SUPPLIED PASSAGE —
Almost any paragraph packs more action than an entire Dan Brown novel
Francis Wheen, FINANCIAL TIMES
This is an amazing book full of incredible people, all of whom turn out to be real, and unbelievable stories, all of which turn out be true… a genuine tour de force
- David Aaronovitch
a riveting account, teeming with intrigue and adventure and packed with the most astonishing characters
- NEW STATESMAN
a compelling narrative history both of a generation of demonised and battered – but optimistic – revolutionaries… and of the political police forces ranged against them
- GUARDIAN
an impressive work which will captivate those unfamiliar with anarchist history and teach even specialists much that they did not know before
- INDEPENDENT
The last years of the nineteenth century saw international terrorism make its first, furious appearance. Anarchist cells carried out a wave bombings and assassinations across Europe and in America – or so, at least, the governments of France, Britain and especially Russia liked their populations to believe.
The truth, however, was far murkier. Infiltration and surveillance comprised one part of the armoury of the security services, but equally important was the use of agents provocateurs and black propaganda. Under Pyotr Rachkovsky, head of the Paris station of the Tsar’s overseas intelligence agency, the policing methods of Russian despotism spread to the West and the line between incitement and prevention became blurred. Only now is it possible to gauge the dangerous depths of their deceptions, and the terrible extent of their impact on the history of the twentieth century.
During the fin de siècle, the popular imagination was filled with fantasies of militant Anarchism: of airborne attack and viral plagues. THE WORLD THAT NEVER WAS examines the human stories that lie behind this hysteria. Taking the form of a group biography of eight key figures in the radical movement – two Russian, two British, two French, a German and an Italian – it tells the story of their interweaving lives during the period between the collapse of the Paris Commune in 1871 and the failed Russian Revolution of 1905. Epic in scope, the book traces its protagonists’ movements from the furthest reaches of Siberia to the Metropolitan Opera House in New York; from the wastes of a New Caledonian penal colony to the watchmaker communities of Switzerland. And, all along, the agents of the police are in their midst, trying to manipulate events to their own ends.

WORK REQUIRED —
Continue the book description above about anarchists and secret police in the late nineteenth century, starting after its final sentence.

INFORMATION GIVEN —

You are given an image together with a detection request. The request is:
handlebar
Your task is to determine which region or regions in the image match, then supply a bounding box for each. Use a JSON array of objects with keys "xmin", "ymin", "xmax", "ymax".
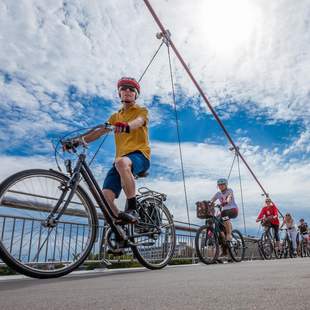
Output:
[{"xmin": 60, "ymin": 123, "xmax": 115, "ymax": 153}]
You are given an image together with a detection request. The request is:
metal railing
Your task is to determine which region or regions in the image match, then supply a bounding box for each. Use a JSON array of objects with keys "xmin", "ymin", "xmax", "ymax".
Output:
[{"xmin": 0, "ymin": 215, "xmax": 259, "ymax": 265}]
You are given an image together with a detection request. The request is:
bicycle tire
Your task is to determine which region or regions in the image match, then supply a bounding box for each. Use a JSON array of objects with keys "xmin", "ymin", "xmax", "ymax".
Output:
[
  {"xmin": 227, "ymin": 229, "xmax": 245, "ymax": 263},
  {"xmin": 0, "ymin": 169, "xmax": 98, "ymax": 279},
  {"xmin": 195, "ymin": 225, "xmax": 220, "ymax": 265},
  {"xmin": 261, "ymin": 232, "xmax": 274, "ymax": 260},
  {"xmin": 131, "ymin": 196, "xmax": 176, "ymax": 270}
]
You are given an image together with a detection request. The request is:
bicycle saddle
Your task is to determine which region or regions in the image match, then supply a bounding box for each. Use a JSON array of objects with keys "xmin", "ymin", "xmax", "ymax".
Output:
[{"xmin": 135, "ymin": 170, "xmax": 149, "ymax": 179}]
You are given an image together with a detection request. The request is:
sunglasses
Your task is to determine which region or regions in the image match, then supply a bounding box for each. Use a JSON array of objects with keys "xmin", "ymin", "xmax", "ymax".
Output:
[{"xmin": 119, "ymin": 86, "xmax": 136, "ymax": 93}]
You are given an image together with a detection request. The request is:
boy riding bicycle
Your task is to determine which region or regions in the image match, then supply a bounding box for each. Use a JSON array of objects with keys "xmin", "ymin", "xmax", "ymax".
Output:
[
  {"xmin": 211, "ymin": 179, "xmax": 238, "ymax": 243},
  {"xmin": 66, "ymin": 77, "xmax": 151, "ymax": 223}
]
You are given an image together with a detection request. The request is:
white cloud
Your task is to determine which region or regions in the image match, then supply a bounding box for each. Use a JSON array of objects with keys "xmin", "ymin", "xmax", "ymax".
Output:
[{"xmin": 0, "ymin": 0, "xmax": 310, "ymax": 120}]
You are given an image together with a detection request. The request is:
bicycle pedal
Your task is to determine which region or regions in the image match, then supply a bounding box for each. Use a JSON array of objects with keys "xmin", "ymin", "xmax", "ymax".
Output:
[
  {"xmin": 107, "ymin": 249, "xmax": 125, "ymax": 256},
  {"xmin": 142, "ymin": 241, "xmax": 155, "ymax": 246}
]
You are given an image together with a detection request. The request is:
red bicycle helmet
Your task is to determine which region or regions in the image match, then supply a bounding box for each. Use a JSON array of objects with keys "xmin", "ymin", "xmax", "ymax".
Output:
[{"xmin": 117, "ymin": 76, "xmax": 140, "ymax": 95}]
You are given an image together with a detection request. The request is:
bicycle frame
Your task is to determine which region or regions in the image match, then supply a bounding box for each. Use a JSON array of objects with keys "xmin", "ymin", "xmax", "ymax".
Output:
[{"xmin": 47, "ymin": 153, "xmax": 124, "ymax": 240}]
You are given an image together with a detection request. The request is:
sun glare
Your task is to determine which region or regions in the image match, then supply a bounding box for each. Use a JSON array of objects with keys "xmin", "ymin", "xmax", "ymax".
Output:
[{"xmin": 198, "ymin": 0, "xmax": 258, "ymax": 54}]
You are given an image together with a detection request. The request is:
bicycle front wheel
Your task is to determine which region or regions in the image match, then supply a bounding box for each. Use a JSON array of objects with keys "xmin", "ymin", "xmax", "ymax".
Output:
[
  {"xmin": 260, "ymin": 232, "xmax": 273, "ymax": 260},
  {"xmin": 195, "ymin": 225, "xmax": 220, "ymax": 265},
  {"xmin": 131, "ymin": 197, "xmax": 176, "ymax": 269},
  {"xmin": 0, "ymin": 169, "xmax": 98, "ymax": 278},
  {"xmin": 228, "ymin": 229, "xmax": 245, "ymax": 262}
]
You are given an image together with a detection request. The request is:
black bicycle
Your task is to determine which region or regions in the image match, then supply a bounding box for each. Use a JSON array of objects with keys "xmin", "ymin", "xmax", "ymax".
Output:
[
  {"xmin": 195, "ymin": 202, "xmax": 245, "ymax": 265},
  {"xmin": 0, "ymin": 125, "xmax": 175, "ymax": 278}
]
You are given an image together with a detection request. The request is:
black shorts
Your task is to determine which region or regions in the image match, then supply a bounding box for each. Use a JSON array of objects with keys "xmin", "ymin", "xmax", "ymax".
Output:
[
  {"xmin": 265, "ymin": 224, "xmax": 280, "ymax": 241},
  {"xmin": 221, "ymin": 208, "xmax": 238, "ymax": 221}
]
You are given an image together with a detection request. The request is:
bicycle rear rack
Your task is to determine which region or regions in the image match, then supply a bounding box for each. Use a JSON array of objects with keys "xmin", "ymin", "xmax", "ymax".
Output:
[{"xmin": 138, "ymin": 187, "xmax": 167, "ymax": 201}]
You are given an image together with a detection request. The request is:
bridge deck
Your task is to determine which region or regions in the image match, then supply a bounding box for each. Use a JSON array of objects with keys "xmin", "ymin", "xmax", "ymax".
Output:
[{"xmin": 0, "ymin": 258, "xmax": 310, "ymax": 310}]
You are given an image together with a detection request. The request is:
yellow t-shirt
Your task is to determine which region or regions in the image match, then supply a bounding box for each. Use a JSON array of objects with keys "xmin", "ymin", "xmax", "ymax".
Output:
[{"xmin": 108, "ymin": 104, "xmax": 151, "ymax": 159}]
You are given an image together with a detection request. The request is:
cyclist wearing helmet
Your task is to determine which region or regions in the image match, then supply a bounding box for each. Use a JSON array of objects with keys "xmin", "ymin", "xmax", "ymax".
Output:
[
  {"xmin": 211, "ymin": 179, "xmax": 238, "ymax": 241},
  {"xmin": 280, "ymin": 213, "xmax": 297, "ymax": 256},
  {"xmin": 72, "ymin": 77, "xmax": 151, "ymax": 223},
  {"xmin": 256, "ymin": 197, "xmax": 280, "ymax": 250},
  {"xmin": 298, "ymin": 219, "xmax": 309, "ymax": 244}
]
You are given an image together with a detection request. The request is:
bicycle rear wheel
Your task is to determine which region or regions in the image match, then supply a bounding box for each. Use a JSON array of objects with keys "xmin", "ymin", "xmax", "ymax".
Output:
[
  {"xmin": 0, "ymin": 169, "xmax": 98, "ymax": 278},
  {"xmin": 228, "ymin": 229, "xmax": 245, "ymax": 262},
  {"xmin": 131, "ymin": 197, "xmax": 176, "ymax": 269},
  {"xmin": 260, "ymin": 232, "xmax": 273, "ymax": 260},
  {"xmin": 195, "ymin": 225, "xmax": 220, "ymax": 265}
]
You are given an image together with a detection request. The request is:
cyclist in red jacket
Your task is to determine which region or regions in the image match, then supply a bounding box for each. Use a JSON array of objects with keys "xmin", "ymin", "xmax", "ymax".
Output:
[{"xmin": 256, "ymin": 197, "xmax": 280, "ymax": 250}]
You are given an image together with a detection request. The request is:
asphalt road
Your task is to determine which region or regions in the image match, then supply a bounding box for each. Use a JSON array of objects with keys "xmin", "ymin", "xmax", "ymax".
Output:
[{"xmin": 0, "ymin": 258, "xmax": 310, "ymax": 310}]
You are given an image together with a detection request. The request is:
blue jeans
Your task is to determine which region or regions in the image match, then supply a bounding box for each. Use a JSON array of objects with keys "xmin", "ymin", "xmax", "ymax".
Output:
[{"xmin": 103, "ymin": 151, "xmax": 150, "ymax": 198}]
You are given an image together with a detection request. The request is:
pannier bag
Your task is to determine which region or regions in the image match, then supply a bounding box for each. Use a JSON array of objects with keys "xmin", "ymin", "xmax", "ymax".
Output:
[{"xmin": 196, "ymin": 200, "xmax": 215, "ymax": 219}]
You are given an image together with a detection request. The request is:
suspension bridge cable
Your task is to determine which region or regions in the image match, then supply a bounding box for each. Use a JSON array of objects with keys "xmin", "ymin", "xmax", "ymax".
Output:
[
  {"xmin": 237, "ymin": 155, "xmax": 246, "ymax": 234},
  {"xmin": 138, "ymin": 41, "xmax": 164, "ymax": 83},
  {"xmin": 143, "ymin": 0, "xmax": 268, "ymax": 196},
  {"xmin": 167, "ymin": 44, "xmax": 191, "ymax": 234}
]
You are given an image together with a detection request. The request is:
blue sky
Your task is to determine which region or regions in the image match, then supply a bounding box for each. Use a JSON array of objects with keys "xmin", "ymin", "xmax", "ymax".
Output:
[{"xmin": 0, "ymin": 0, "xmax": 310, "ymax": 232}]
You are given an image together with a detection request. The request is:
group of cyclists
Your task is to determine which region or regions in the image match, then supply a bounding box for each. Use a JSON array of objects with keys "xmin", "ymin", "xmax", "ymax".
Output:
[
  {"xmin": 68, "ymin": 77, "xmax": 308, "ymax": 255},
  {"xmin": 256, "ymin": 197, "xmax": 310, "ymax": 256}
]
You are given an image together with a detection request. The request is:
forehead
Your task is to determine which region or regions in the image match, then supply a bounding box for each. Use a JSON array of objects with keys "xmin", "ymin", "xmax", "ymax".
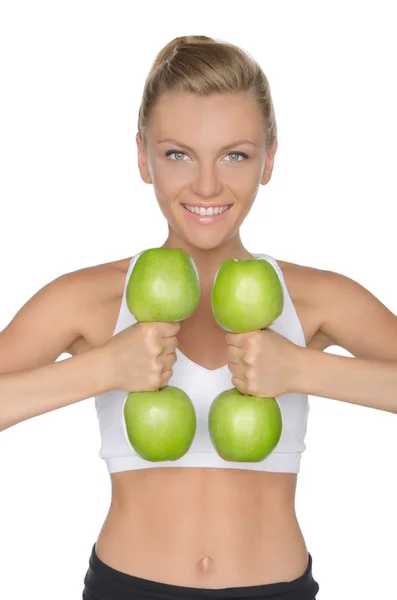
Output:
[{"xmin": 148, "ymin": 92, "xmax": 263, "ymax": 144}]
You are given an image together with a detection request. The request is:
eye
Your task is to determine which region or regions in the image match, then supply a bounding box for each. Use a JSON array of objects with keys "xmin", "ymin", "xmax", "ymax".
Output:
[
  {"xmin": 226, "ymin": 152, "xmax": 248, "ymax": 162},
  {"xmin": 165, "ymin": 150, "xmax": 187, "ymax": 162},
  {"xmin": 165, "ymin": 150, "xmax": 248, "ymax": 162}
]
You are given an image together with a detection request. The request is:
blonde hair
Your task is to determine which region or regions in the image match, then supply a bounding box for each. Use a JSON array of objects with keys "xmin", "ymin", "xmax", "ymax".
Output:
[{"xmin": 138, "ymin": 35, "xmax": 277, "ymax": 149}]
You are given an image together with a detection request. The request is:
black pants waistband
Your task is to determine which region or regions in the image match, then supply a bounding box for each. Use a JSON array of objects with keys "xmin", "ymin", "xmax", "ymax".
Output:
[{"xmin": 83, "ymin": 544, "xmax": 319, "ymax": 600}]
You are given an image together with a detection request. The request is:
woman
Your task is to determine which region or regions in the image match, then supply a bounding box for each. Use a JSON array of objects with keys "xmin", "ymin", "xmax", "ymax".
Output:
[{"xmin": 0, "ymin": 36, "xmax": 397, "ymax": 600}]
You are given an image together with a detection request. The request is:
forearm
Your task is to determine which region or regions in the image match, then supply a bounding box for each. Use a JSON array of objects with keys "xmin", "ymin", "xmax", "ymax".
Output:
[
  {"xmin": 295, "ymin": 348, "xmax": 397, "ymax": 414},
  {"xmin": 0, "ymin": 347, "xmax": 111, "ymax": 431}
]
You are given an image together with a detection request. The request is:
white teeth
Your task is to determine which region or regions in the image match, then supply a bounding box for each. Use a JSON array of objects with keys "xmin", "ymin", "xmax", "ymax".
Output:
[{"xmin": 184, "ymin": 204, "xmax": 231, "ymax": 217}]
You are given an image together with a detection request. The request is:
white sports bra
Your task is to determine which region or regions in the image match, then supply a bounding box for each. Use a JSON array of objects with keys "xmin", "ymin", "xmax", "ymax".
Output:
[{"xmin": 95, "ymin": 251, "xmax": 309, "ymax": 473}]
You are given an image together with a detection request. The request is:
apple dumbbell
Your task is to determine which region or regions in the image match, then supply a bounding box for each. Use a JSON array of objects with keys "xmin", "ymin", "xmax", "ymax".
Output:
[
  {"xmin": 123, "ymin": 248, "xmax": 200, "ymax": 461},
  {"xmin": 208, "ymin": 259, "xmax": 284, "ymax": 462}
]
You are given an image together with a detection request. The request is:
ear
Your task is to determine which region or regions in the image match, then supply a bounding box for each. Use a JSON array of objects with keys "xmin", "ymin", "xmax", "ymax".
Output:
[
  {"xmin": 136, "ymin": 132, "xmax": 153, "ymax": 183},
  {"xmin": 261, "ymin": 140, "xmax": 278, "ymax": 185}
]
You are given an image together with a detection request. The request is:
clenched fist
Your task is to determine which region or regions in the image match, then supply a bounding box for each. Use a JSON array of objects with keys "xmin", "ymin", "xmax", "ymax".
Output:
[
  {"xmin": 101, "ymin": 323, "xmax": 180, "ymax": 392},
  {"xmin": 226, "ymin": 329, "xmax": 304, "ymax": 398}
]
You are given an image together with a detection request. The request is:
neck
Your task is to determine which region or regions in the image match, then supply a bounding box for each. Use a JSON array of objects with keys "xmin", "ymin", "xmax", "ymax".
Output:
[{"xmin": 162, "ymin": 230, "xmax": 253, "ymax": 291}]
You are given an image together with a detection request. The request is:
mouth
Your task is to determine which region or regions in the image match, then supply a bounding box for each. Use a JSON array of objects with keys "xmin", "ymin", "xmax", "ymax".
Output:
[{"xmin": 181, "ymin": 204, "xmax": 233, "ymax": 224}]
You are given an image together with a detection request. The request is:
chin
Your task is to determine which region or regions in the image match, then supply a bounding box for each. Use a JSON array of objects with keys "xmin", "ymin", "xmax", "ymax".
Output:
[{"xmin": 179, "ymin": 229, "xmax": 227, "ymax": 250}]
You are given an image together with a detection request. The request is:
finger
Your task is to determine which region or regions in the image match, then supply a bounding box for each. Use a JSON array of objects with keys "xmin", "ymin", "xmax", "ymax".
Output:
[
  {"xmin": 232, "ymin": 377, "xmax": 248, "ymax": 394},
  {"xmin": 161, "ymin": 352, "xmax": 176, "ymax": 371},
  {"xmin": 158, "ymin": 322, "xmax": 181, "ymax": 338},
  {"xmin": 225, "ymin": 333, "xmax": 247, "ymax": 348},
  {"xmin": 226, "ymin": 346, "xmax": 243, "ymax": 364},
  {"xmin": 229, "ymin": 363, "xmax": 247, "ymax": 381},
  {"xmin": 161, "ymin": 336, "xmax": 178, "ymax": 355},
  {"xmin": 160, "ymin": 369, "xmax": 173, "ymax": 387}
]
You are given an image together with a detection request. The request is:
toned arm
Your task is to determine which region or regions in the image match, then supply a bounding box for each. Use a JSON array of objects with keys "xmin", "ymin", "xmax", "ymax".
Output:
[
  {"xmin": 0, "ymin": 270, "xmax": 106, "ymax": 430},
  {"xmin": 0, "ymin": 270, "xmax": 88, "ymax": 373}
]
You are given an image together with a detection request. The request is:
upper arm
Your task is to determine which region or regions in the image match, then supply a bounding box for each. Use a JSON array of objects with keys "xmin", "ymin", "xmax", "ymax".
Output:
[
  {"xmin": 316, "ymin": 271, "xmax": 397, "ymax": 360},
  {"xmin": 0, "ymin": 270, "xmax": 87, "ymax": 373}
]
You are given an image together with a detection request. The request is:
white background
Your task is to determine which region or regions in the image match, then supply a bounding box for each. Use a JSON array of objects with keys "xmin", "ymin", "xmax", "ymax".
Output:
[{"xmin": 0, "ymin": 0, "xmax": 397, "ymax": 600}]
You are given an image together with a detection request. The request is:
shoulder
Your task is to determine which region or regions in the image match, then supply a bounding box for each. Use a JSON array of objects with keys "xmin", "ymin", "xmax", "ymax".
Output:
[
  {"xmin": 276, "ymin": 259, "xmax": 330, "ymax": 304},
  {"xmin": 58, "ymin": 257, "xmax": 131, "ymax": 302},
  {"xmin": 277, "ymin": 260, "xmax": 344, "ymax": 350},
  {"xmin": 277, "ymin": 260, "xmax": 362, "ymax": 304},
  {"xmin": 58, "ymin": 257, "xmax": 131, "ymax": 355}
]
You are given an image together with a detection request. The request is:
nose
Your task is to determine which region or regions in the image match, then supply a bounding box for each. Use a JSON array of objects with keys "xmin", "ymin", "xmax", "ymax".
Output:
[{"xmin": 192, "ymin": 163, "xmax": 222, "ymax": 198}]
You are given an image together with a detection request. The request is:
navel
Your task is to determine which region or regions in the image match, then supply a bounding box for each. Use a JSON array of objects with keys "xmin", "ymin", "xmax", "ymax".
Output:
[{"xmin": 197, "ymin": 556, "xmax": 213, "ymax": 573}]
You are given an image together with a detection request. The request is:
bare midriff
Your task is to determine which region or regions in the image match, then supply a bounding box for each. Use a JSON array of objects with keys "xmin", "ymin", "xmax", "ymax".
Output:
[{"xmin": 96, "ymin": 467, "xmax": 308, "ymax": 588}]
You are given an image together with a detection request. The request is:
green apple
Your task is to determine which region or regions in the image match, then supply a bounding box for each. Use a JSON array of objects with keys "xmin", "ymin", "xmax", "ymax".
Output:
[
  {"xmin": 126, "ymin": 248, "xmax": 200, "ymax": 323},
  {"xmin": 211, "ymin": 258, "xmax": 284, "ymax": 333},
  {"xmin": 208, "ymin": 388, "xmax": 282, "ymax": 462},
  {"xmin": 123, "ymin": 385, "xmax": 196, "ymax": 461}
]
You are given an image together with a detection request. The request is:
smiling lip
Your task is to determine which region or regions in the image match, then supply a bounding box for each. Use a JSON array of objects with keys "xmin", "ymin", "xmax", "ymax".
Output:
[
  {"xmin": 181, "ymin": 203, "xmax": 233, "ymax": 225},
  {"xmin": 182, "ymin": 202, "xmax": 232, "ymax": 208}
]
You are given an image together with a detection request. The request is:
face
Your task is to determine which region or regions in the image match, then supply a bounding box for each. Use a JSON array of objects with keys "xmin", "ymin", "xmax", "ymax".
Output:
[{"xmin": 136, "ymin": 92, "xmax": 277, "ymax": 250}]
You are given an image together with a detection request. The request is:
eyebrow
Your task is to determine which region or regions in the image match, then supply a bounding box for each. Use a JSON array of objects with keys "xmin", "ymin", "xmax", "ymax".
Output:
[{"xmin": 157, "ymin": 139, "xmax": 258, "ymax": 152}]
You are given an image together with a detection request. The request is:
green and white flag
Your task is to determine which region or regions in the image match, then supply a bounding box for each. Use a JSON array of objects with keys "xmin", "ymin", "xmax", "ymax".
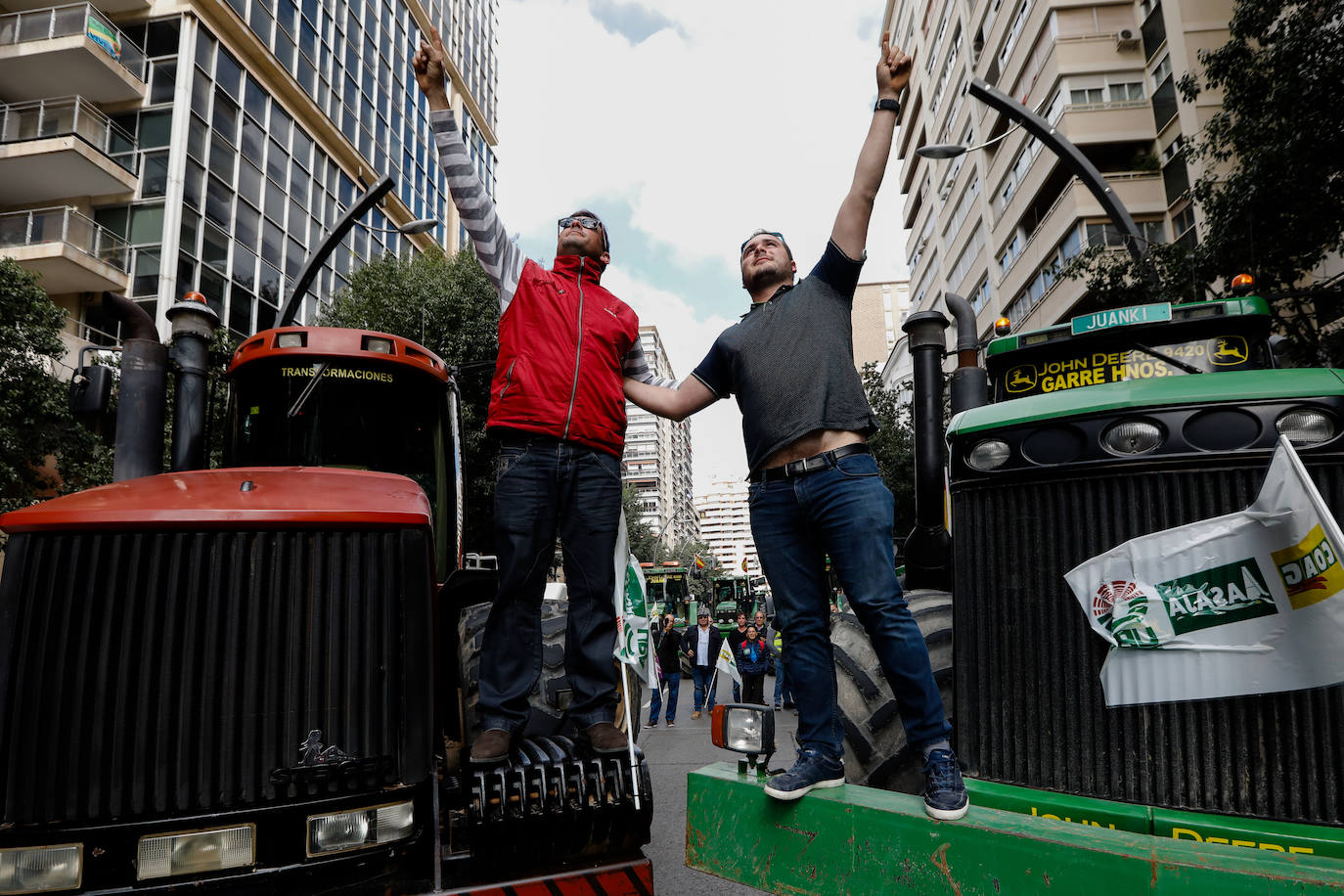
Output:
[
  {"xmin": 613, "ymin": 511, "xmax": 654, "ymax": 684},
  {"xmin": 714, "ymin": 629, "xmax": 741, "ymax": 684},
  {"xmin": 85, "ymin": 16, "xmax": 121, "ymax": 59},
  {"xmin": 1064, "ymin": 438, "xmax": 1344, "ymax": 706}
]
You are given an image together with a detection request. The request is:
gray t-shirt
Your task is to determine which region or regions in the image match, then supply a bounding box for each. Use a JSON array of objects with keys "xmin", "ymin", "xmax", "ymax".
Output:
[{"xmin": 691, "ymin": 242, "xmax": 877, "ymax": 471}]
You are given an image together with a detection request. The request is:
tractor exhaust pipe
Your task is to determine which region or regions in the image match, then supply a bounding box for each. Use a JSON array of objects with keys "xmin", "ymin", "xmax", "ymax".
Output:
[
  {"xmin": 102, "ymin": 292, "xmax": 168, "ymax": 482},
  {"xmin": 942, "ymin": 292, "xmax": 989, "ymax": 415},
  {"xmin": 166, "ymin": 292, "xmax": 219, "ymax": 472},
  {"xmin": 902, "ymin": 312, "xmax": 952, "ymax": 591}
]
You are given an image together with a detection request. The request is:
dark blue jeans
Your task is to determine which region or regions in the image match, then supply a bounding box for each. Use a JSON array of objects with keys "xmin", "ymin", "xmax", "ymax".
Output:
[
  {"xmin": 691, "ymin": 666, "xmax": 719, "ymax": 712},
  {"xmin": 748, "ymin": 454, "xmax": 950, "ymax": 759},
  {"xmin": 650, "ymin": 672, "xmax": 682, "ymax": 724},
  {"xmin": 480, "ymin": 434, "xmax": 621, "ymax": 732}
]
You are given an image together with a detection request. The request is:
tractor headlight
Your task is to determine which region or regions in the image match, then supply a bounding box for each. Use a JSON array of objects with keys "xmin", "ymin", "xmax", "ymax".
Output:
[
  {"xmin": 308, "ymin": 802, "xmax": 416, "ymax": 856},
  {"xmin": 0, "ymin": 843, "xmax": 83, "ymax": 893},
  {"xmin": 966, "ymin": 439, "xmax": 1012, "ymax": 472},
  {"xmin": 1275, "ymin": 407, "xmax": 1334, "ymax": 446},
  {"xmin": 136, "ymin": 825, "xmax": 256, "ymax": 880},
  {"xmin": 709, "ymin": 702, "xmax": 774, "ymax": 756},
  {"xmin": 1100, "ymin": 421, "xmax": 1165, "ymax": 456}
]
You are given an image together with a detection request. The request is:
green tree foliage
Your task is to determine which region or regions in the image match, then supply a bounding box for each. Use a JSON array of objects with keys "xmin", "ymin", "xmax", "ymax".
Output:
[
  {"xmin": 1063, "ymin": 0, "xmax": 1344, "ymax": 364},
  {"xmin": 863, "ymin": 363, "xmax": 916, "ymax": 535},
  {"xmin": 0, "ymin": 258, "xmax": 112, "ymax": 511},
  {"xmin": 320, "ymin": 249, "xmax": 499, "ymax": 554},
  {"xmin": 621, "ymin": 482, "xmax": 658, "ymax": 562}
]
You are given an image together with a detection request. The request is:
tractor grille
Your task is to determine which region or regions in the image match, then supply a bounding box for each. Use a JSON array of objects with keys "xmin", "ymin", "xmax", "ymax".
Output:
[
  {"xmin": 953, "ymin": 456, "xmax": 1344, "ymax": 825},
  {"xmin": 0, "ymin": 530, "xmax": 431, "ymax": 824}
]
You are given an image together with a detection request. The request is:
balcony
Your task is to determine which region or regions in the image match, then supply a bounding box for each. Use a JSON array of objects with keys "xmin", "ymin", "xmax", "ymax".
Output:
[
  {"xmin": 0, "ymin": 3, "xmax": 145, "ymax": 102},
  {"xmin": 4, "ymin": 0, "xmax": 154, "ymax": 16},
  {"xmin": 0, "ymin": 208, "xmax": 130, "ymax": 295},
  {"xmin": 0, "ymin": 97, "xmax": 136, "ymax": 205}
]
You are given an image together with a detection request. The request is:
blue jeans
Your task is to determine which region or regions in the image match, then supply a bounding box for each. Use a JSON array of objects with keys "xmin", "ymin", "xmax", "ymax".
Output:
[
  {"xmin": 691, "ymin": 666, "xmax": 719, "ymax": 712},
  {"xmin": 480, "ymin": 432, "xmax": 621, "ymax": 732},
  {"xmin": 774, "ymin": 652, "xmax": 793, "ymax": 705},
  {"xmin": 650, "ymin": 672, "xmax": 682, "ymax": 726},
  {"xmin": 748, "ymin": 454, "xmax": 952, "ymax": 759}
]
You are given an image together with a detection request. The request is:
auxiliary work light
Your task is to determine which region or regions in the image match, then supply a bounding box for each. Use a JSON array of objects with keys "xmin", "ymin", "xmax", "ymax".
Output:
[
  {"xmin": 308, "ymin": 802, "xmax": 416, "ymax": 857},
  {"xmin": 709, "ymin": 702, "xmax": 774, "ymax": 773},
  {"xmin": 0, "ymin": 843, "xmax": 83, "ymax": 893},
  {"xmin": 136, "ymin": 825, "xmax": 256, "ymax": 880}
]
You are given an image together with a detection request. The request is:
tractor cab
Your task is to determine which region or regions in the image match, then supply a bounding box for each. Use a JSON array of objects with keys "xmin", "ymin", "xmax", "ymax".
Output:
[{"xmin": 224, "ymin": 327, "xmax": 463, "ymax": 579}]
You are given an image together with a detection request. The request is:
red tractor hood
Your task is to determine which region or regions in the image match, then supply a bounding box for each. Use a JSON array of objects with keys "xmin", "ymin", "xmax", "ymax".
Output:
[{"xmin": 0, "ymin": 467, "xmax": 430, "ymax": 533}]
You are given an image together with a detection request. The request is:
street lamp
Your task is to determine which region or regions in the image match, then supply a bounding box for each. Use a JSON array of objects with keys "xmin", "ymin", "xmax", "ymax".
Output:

REPLY —
THE WORLD THAT NEVER WAS will pose the question of whether secret servants of the state who abandon the principles of the society they serve improve the security of their populations or exacerbate the danger. It will consider how the oppressed are radicalized, how violence begets violence and whether a tolerant, open and just society is its own best defence against terrorism.
Alex Butterworth is a writer, dramatist and researcher who has worked across a wide range of media; his projects include television drama-documentaries, virtual online communities, educational websites for major cultural institutions and action-adventure games. He is the co-author of the prize-winning history, POMPEII: The Living City, has recently published his second book THE WORLD THAT NEVER WAS and contributed to the BFI survey of developments in the digital field, New Screen Media. He took a first degree in English from the University of Oxford, holds an MA in Interactive Media from the Royal College of Art and is currently an Honorary Fellow at the University of Birmingham. He lives in Oxford with his wife and two children.